Please print every one of the rows below again, word for word, with nothing changed.

━━━━━ Exercise data ━━━━━

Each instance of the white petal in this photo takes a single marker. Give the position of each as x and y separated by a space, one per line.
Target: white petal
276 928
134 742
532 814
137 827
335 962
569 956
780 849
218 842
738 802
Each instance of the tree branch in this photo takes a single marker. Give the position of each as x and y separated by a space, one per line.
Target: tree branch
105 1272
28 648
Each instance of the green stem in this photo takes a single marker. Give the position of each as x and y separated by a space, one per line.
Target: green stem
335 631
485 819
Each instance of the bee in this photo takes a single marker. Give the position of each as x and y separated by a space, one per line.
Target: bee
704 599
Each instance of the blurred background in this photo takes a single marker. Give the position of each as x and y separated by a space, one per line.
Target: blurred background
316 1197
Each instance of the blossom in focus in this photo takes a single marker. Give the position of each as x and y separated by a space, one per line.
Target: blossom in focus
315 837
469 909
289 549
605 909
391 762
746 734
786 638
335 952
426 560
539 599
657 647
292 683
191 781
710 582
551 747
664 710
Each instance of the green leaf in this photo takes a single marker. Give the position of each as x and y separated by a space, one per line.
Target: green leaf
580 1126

━━━━━

Final result:
Each instance of the white petal in this photo takes a single marker. Give the position of each as x and y separated by a space, one per line.
Target: white petal
276 928
134 742
532 814
137 827
335 962
569 956
780 849
218 842
738 802
Each instance of the tree branch in this photo takes a single marker. Give the position of each as x and y separated by a space, one per line.
Target: tree branch
105 1272
28 648
Each instance of the green stem in this photo takes a single marker. Give the position of each as x and y separated by a space, one per line.
Target: green stem
335 631
485 819
Each instance of the bee in this photo takes a single marker. Give the position of each as x and y separated by a space, one per line.
Target: bee
704 599
Each instance of the blurred background in this photo takes a single marker. Give the position of each as x and y separated by a space, one per line.
Target: blurred background
316 1197
Each instance of the blossom in focus in this photo takes a single marker. Give the position of each as x and y separated by a space, one per line.
Target: blossom in focus
315 837
469 909
289 549
605 909
391 762
746 734
786 638
335 952
426 560
539 599
657 647
292 683
191 781
710 582
551 747
664 710
Each instance of the green leaf in this photo takes a single marker. Give the position of each as x and y separated by a space, one per line.
Target: green leaf
580 1126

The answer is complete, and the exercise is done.